[Start of section]

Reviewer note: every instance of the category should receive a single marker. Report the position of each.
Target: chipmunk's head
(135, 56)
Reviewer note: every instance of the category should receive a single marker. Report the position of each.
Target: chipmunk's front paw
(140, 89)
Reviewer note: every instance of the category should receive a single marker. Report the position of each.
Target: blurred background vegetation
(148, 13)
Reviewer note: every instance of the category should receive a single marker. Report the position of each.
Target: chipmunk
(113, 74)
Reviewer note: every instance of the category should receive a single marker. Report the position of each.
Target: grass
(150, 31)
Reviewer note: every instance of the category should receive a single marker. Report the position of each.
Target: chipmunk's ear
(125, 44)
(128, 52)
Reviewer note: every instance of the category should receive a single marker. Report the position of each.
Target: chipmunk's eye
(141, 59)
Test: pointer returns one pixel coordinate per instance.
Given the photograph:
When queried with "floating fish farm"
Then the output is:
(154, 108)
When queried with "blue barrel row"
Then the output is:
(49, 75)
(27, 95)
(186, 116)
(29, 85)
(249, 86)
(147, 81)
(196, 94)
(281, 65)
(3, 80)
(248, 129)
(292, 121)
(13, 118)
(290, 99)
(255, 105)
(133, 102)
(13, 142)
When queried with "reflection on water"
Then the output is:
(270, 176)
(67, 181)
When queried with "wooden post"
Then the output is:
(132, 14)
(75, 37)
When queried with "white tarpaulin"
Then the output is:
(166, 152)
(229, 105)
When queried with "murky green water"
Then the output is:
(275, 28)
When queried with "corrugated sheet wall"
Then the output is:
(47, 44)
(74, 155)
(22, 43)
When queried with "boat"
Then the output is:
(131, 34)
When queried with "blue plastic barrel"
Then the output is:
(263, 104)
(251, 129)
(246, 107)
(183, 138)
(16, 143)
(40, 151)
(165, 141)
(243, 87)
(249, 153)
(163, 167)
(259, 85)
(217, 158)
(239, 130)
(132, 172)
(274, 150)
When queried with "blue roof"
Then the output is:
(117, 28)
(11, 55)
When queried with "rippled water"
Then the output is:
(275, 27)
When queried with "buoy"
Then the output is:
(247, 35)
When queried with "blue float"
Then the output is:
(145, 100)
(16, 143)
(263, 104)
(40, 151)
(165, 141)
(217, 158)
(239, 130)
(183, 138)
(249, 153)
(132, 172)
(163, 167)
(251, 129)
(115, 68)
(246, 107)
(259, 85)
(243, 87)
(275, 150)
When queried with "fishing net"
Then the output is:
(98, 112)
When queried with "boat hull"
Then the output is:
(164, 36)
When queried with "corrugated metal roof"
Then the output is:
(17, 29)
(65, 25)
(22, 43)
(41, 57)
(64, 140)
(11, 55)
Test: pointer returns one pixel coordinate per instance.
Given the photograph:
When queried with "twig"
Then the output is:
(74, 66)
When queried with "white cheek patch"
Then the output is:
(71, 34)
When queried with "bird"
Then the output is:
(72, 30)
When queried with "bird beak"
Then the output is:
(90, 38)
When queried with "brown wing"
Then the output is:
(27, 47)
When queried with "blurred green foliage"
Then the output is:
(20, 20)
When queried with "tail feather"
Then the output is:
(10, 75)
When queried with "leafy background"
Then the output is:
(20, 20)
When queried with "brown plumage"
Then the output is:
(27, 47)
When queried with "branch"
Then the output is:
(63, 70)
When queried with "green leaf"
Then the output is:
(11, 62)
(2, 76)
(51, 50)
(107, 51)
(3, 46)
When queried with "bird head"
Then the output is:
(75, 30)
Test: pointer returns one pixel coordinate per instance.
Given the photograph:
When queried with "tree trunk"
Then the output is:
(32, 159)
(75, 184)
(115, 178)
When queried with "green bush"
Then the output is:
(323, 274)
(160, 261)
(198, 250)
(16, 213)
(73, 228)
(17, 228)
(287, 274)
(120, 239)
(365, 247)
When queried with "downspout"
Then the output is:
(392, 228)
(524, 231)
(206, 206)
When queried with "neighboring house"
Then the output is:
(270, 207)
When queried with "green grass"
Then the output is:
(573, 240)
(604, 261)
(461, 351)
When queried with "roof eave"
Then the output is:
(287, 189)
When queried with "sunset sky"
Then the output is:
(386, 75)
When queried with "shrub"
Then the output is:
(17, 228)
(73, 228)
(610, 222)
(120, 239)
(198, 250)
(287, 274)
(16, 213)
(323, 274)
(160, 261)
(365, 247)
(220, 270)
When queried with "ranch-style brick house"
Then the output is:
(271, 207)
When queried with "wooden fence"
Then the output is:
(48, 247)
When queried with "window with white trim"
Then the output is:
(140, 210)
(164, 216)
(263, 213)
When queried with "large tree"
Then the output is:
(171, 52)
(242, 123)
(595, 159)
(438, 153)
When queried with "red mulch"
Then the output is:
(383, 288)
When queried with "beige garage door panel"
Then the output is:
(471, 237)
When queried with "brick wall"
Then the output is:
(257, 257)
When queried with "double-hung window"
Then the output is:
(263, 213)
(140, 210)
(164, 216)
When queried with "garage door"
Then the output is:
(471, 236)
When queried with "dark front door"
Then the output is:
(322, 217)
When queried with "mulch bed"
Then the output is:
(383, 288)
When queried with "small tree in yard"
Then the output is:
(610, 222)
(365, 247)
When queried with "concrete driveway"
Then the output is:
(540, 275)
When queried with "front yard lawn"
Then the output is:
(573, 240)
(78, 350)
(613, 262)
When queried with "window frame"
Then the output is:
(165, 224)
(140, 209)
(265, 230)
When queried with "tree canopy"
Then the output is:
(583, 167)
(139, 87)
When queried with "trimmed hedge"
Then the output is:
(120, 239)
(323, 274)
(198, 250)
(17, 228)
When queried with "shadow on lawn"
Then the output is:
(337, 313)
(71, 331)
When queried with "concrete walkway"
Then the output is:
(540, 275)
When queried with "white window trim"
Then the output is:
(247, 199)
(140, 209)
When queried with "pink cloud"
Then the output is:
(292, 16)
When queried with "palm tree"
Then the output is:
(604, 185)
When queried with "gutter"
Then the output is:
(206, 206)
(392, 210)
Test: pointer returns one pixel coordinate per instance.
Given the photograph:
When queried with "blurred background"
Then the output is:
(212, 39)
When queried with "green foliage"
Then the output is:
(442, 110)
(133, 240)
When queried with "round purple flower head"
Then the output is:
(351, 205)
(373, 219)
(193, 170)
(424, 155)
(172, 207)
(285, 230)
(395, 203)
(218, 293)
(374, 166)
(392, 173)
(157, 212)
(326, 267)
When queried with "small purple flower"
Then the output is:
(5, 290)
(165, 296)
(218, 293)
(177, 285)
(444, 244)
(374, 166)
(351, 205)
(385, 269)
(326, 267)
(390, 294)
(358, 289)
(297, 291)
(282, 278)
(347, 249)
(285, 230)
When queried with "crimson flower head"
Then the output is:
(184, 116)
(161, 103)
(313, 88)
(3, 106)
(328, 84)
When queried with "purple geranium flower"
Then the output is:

[End of section]

- _Activity_
All the entries above must be repeated exactly as they were given.

- _Task output_
Reviewer note: every instance of the category should receive a single marker. Report the position of each.
Target: chipmunk's head
(135, 56)
Reviewer note: every instance of the category should receive a single marker. Report the position of each.
Target: chipmunk's front paw
(140, 89)
Reviewer note: every instance of the category should receive a single marker. Report the position of each.
Target: blurred background vegetation
(148, 13)
Reviewer note: every instance of the category should receive a single marker. Report the position of each.
Target: chipmunk
(113, 74)
Reviewer note: every instance of the category should receive a single marker. Report the position of each.
Target: grass
(150, 31)
Reviewer note: every instance of the category should receive a single marker. Report the position of each.
Target: chipmunk's ear
(125, 44)
(128, 52)
Reviewer note: every instance of the category should receive a single marker. Report the position of each.
Target: chipmunk's eye
(141, 59)
Test: pointer returns one pixel coordinate per instance.
Given the photograph:
When queried with "floating fish farm"
Then the output is:
(154, 108)
When queried with "blue barrel row"
Then the output is:
(49, 75)
(27, 95)
(186, 116)
(29, 85)
(249, 86)
(147, 81)
(196, 94)
(281, 65)
(3, 80)
(248, 129)
(292, 121)
(13, 118)
(290, 99)
(255, 105)
(133, 102)
(13, 142)
When queried with "reflection on water"
Then the output is:
(270, 176)
(67, 181)
When queried with "wooden post"
Then the output is:
(132, 14)
(75, 37)
When queried with "white tarpaulin"
Then the output is:
(166, 152)
(229, 105)
When queried with "murky green water"
Then the output is:
(275, 28)
When queried with "corrugated sheet wall"
Then the output is:
(47, 44)
(74, 155)
(22, 43)
When queried with "boat"
Then the output is:
(131, 34)
When queried with "blue plastic barrel"
Then the output is:
(263, 104)
(251, 129)
(246, 107)
(183, 138)
(16, 143)
(40, 151)
(165, 141)
(243, 87)
(249, 153)
(163, 167)
(259, 85)
(217, 158)
(239, 130)
(132, 172)
(274, 150)
When queried with "blue roof"
Then the output is:
(117, 28)
(11, 55)
When queried with "rippled water"
Then the output is:
(275, 27)
When queried with "buoy"
Then the output is:
(247, 35)
When queried with "blue float"
Then the output is:
(145, 100)
(16, 143)
(263, 104)
(40, 151)
(165, 141)
(217, 158)
(239, 130)
(183, 138)
(249, 153)
(132, 172)
(163, 167)
(251, 129)
(115, 68)
(246, 107)
(259, 85)
(243, 87)
(275, 150)
When queried with "fishing net"
Then the output is:
(98, 112)
When queried with "boat hull"
Then the output is:
(164, 36)
When queried with "corrugated metal roof"
Then the output is:
(17, 29)
(65, 25)
(22, 43)
(41, 57)
(64, 140)
(11, 55)
Test: pointer returns one pixel coordinate per instance.
Given the photograph:
When queried with "twig"
Then the output is:
(74, 66)
When queried with "white cheek patch"
Then the output is:
(71, 34)
When queried with "bird"
Then the output is:
(72, 30)
When queried with "bird beak"
Then the output is:
(90, 38)
When queried with "brown wing"
Then the output is:
(27, 47)
When queried with "blurred green foliage"
Then the output is:
(20, 20)
When queried with "tail feather"
Then the output is:
(10, 75)
When queried with "leafy background"
Then the output is:
(20, 20)
When queried with "brown plumage"
Then the output is:
(27, 47)
When queried with "branch"
Then the output is:
(63, 70)
When queried with "green leaf"
Then the output is:
(11, 62)
(2, 76)
(51, 50)
(107, 51)
(3, 46)
When queried with "bird head"
Then the output is:
(75, 30)
Test: pointer returns one pixel coordinate per instance.
Given the photograph:
When queried with "tree trunk"
Then the output is:
(32, 159)
(75, 184)
(115, 178)
When queried with "green bush"
Then the output is:
(323, 274)
(160, 261)
(198, 250)
(16, 213)
(73, 228)
(17, 228)
(287, 274)
(120, 239)
(365, 247)
When queried with "downspout"
Then the output is:
(392, 228)
(524, 231)
(206, 206)
When queried with "neighboring house"
Then the output is:
(270, 207)
When queried with "green grass"
Then the output is:
(573, 240)
(604, 261)
(461, 351)
When queried with "roof eave"
Then the output is:
(287, 189)
When queried with "sunset sky"
Then the output is:
(386, 75)
When queried with "shrub"
Then the output is:
(17, 228)
(73, 228)
(610, 222)
(120, 239)
(198, 250)
(287, 274)
(16, 213)
(323, 274)
(160, 261)
(365, 247)
(220, 270)
When queried with "ranch-style brick house"
Then the output is:
(271, 207)
When queried with "wooden fence"
Then the output is:
(48, 247)
When queried with "window with white trim"
Then the output is:
(140, 210)
(164, 216)
(263, 213)
When queried with "large tree"
Then the output is:
(171, 52)
(242, 123)
(595, 159)
(438, 153)
When queried with "red mulch"
Then the output is:
(383, 288)
When queried with "beige garage door panel"
Then the output is:
(471, 237)
When queried with "brick wall"
Then the output is:
(257, 257)
When queried with "double-hung window"
Then the output is:
(263, 213)
(140, 210)
(164, 216)
When queried with "garage door"
Then the output is:
(471, 236)
When queried with "dark front door"
Then the output is:
(322, 217)
When queried with "mulch bed"
Then the output is:
(383, 288)
When queried with "small tree in yard"
Then the output is:
(610, 222)
(365, 247)
When queried with "concrete driveway"
Then the output is:
(540, 275)
When queried with "front yard lawn"
Then the output is:
(573, 240)
(78, 350)
(613, 262)
When queried with "window frame"
Then the output is:
(165, 224)
(140, 209)
(265, 230)
When queried with "tree canopy"
Then the output is:
(583, 167)
(139, 87)
When queried with "trimmed hedge"
Then the output is:
(120, 239)
(323, 274)
(198, 250)
(17, 228)
When queried with "shadow on lawn"
Then the output is:
(337, 313)
(71, 331)
When queried with "concrete walkway"
Then the output is:
(540, 275)
When queried with "white window trim"
Then the output is:
(247, 199)
(140, 209)
When queried with "pink cloud"
Then the output is:
(292, 16)
When queried with "palm tree"
Then the output is:
(604, 185)
When queried with "gutter"
Then the output is:
(206, 206)
(392, 210)
Test: pointer returns one pixel coordinate per instance.
Given the photograph:
When queried with "blurred background"
Then the output is:
(212, 39)
When queried with "green foliage"
Then the output is:
(442, 110)
(133, 240)
When queried with "round purple flower head"
Then the output is:
(351, 205)
(373, 219)
(193, 170)
(424, 155)
(172, 207)
(285, 230)
(395, 203)
(218, 293)
(374, 166)
(392, 173)
(157, 212)
(326, 267)
When queried with "small purple flower"
Then the output is:
(5, 290)
(165, 296)
(218, 293)
(177, 285)
(444, 244)
(374, 166)
(351, 205)
(385, 269)
(326, 267)
(390, 294)
(358, 289)
(297, 291)
(282, 278)
(347, 249)
(285, 230)
When queried with "crimson flower head"
Then the output is:
(184, 116)
(161, 103)
(313, 88)
(3, 106)
(328, 84)
When queried with "purple geranium flower"
Then the output is:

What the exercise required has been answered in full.